== Document text ==
▼

# Windows Tint



## MattR79 (Apr 18, 2010)

I am wanting to get the windows tinted. I'm thinking to get 30/35% all around or 30/35% on the front side windows and 15/20% on the back side windows and back window.

I think 30/35% on all windows looks clean and equal. What do you guys think? Please help me out on this, just give me some ideas.

Car colour is island grey. Please post some pictures with your windows tint and percentage Apreciate.


----------



## Toma23 (Jun 20, 2011)

I did 35 % all around and 50% on the windshield very clean look anything darker you draw attention with the law as well !


Sent from my iPhone using Tapatalk


----------



## lipprandt35 (Apr 28, 2008)

I have 35% all around. I think hink it is just dark enough. I would recommend LLUMAR Tint. It has a lifetime warranty, if it fades, bubbles, discolors...ect...they will re-tint for free - no questions! I had to take my car back for the rear window. There were a few bubbles down in the corner. Tint shop had me in and out in 45 min...no money out of pocket. 

Sent from my big A $$ Galaxy Note 2.


----------



## MattR79 (Apr 18, 2010)

lipprandt35 said:


> I have 35% all around. I think hink it is just dark enough. I would recommend LLUMAR Tint. It has a lifetime warranty, if it fades, bubbles, discolors...ect...they will re-tint for free - no questions! I had to take my car back for the rear window. There were a few bubbles down in the corner. Tint shop had me in and out in 45 min...no money out of pocket.
> 
> Sent from my big A $$ Galaxy Note 2.


Your car looks awesome:thumbup:


----------



## ccpavw (Apr 17, 2010)

*Window Tint Percent*

I had 35% installed last summer as well (all around). I'm happy with the tint level. It's not too much or too little in my opinion. Also, mine is Island Grey like yours. If I get some time, I'll post a shot of it showing the tint for you.

▲

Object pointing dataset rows
▼

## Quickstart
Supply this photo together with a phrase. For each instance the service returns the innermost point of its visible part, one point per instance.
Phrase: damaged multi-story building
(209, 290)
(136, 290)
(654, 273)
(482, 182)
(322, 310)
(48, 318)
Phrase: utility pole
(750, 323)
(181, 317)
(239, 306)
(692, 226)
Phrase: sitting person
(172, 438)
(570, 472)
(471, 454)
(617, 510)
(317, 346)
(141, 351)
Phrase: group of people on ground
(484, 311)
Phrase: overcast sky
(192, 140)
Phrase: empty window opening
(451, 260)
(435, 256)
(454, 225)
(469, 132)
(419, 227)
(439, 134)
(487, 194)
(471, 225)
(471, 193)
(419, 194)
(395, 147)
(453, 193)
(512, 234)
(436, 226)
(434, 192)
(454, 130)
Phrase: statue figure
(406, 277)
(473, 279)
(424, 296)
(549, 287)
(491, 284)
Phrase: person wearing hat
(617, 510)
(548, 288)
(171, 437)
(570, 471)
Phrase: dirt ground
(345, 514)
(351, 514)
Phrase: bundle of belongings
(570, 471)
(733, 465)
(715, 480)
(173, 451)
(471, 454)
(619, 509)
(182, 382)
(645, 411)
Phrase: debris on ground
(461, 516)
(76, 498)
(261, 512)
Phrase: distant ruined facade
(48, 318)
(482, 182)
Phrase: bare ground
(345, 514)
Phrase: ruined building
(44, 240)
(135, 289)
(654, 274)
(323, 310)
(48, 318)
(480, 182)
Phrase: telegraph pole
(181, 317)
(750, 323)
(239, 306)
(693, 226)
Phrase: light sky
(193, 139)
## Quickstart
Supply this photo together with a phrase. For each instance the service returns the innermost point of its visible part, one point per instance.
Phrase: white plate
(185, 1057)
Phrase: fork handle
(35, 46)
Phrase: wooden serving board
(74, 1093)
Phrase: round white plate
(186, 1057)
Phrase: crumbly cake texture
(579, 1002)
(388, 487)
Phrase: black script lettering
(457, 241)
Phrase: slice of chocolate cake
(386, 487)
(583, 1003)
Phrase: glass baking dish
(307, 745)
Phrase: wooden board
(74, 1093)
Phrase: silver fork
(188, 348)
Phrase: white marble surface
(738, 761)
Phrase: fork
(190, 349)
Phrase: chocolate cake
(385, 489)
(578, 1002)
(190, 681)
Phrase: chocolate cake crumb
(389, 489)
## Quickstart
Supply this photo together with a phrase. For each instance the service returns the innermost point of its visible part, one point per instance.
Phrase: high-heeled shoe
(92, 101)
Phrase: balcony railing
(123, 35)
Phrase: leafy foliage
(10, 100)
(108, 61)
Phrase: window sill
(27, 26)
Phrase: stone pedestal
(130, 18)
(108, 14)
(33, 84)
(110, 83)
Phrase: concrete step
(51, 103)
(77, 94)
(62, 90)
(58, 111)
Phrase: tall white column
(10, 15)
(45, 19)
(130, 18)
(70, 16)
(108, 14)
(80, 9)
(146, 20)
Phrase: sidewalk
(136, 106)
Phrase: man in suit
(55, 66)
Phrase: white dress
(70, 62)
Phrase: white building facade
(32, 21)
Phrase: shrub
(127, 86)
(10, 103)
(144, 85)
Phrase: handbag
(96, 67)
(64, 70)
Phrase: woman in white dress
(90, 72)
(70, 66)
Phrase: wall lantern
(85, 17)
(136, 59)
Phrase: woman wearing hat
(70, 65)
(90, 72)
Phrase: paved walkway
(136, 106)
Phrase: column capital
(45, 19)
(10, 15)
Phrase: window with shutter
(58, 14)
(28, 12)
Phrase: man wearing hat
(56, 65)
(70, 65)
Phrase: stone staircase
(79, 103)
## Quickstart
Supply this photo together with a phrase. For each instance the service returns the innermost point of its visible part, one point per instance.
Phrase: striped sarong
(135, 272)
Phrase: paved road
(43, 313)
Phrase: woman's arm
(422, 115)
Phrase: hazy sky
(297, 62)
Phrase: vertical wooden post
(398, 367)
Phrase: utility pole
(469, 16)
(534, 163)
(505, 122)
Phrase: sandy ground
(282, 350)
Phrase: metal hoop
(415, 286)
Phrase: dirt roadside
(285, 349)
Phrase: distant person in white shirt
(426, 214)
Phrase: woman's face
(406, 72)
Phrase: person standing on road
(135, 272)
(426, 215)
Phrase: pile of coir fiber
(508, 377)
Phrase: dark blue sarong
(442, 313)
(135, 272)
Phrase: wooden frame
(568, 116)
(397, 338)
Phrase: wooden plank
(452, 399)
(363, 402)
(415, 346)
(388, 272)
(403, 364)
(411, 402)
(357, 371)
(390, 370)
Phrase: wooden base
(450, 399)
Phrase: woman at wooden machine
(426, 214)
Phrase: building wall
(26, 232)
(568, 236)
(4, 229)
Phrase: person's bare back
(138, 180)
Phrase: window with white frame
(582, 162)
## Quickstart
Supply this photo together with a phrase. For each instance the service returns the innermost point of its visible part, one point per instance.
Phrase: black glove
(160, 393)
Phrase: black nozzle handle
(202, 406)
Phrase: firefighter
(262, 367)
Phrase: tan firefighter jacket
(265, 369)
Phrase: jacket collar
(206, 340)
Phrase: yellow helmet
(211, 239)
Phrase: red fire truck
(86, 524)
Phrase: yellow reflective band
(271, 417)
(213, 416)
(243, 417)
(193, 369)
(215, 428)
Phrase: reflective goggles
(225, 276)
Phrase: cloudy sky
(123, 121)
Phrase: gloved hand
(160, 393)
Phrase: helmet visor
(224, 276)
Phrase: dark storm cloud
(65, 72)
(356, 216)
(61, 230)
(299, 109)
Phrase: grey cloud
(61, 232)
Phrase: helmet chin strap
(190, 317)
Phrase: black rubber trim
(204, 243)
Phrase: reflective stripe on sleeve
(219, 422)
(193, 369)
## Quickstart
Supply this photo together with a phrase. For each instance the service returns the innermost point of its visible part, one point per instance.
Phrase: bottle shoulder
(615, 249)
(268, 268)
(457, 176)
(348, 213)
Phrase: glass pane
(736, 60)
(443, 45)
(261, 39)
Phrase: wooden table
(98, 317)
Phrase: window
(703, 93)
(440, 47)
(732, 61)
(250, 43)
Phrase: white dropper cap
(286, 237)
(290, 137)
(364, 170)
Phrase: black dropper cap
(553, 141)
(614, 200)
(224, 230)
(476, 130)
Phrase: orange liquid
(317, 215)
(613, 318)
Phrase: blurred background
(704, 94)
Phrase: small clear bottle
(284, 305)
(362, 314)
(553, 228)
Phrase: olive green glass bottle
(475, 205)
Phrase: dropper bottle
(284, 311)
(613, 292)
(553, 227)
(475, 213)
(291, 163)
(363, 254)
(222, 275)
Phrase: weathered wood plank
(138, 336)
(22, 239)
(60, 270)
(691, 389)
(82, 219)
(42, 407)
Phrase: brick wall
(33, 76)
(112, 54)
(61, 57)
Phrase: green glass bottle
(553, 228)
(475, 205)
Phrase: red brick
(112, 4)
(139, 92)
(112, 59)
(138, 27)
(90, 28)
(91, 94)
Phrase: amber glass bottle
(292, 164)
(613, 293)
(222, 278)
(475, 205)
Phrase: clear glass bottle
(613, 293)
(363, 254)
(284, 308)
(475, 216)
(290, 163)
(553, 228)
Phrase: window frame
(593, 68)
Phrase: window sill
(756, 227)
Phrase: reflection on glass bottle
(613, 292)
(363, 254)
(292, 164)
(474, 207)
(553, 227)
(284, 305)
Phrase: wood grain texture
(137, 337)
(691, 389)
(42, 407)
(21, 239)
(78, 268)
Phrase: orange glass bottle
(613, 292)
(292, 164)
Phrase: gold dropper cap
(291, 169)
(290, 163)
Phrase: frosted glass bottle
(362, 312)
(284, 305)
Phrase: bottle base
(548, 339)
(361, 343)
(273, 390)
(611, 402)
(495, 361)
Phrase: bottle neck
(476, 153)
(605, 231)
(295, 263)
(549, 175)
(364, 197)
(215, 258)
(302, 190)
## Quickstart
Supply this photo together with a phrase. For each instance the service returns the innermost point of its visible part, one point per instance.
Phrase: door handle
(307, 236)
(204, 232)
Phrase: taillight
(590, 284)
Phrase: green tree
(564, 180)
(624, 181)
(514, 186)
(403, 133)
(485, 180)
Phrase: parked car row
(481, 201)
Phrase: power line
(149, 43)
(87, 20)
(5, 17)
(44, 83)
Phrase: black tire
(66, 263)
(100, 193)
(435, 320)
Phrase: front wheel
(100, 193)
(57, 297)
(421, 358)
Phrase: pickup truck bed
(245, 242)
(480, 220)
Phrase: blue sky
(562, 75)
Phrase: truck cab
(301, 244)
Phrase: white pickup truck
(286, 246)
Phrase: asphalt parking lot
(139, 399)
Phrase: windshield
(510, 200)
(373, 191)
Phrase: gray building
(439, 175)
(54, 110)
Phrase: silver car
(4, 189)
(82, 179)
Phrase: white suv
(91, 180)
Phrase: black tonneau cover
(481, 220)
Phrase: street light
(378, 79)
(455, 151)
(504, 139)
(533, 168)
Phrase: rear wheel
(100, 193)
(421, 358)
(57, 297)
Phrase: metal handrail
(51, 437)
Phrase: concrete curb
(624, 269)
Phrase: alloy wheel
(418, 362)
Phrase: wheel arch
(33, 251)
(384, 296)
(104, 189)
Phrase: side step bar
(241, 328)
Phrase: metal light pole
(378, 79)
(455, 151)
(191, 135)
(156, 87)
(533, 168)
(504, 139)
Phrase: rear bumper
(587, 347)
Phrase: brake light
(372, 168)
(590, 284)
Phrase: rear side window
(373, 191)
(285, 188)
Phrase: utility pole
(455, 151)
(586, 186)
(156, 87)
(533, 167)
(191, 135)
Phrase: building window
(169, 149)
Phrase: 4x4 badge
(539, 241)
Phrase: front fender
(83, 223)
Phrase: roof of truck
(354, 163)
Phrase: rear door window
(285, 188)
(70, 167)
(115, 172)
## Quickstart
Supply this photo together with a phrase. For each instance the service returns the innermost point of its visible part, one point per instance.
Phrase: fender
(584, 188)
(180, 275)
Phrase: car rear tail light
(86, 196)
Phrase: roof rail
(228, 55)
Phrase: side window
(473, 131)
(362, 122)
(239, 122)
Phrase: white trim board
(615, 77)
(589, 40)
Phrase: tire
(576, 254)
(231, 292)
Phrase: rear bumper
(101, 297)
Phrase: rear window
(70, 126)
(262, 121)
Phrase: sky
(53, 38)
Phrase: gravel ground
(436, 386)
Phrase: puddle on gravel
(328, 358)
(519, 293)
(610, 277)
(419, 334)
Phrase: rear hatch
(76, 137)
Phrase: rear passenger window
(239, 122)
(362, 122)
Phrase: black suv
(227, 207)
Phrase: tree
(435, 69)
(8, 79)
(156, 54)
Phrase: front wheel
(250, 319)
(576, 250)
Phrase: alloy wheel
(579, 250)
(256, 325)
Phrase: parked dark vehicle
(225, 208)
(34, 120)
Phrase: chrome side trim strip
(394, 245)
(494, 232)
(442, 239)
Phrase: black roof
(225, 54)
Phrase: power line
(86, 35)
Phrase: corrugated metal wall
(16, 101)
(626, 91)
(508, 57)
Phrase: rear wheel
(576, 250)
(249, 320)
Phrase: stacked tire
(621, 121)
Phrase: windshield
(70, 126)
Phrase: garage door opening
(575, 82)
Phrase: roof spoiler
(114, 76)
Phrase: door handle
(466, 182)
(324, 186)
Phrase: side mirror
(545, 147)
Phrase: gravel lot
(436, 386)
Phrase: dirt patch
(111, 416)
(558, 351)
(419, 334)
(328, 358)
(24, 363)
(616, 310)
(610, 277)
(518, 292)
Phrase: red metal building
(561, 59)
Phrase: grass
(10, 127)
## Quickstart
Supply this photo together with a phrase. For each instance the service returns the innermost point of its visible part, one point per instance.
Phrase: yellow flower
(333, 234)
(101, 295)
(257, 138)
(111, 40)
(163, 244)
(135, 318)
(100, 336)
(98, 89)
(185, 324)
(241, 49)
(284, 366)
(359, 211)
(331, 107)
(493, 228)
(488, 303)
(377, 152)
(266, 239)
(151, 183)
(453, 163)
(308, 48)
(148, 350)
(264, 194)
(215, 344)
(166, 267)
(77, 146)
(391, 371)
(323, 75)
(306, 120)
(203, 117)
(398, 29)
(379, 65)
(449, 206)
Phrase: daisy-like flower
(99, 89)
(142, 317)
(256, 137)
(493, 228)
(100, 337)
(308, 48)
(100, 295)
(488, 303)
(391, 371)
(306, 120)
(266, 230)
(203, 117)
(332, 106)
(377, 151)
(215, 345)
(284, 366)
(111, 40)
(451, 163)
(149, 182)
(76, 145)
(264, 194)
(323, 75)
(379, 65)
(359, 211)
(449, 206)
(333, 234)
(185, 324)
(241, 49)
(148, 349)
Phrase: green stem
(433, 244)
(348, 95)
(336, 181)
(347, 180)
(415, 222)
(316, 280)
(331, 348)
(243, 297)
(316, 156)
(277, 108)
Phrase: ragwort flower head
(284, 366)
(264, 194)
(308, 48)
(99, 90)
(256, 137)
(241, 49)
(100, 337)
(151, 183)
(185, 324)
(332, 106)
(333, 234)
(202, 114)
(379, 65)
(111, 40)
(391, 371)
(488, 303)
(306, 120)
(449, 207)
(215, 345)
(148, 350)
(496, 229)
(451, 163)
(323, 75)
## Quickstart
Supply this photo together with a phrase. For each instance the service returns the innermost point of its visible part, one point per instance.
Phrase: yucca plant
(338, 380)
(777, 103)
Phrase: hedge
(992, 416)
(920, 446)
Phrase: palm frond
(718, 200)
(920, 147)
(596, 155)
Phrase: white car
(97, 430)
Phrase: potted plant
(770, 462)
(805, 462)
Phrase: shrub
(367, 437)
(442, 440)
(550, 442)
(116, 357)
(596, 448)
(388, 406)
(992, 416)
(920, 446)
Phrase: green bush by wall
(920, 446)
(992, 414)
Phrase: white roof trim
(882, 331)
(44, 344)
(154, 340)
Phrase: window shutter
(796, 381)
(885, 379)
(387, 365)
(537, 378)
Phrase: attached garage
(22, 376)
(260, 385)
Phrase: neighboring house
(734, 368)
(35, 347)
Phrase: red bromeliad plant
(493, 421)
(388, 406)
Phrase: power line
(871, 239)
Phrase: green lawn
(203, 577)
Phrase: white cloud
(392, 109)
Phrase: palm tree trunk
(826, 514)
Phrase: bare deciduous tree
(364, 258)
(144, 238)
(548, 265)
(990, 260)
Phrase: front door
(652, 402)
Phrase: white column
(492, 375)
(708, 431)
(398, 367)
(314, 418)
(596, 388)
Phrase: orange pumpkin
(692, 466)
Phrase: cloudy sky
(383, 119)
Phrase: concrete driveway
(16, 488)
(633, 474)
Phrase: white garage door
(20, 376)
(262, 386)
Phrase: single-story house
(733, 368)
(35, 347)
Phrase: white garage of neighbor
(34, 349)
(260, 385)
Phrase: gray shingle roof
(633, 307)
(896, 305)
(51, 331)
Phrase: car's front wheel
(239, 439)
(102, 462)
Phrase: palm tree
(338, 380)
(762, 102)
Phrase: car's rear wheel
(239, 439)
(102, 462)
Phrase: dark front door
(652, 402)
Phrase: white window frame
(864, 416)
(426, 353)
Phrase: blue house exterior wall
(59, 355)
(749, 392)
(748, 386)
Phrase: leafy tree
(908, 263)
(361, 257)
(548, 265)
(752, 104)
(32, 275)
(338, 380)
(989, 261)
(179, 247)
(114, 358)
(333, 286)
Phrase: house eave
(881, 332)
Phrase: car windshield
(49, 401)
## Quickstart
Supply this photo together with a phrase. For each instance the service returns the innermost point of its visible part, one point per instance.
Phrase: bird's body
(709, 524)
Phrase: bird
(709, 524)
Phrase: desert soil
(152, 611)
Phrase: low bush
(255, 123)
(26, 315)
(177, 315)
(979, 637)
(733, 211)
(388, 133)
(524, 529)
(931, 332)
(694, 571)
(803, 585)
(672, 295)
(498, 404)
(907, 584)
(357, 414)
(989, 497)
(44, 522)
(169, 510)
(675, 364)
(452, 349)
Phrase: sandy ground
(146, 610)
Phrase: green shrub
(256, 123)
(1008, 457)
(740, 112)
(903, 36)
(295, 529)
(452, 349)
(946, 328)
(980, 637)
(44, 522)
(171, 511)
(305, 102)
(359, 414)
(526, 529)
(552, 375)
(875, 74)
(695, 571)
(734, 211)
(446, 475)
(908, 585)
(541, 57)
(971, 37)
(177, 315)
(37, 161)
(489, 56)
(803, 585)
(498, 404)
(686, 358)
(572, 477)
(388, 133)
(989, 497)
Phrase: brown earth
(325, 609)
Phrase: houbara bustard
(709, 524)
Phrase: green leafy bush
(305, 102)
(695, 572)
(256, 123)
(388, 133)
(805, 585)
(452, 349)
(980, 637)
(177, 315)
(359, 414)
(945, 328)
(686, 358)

▲

== Goal ==
Continue the window tint forum thread from the point where it stops.

== Output below ==
I must say that even with the 35% tint, when I'm backing up out of my driveway, I need to roll down the window sometimes to make sure I'm not out of alignment! Any darker, you really have to pay attention for sure!


----------



## MrRline (Apr 6, 2010)

5% all around here for me. In this picture you can actually see, but normally most people can't look through my windows. I was up on a high mountain mid day when I took this sucker. I love having dark tint out here in AZ


----------



## Boricua_aoc (Aug 19, 2004)

25% all around, except windshield.


----------



## MrRline (Apr 6, 2010)

Boricua_aoc said:


> 25% all around, except windshield.


Not bad looking


----------



## S WORD (Jul 21, 2011)

Double 5% on rear window- Can't see anything out my rear view mirror. 
5% on rear sides
17% on front sides


----------



## Boricua_aoc (Aug 19, 2004)

dj_cronic_metal said:


> Not bad looking


:thumbup: thanks


----------



## poopie (Feb 22, 2005)

20 rear and 35 fronts. Looks good for me.


----------



## MrMcCoy (Mar 30, 2004)

Got 35% installed all around today, love it. Mine is candy white, '13 SP


----------



## MattR79 (Apr 18, 2010)

Appreciate guys.
Dark tint looks cool, only concern I have when you go lower than 25% night visibility would be terrible.
And cops won't like it at all


----------



## lipprandt35 (Apr 28, 2008)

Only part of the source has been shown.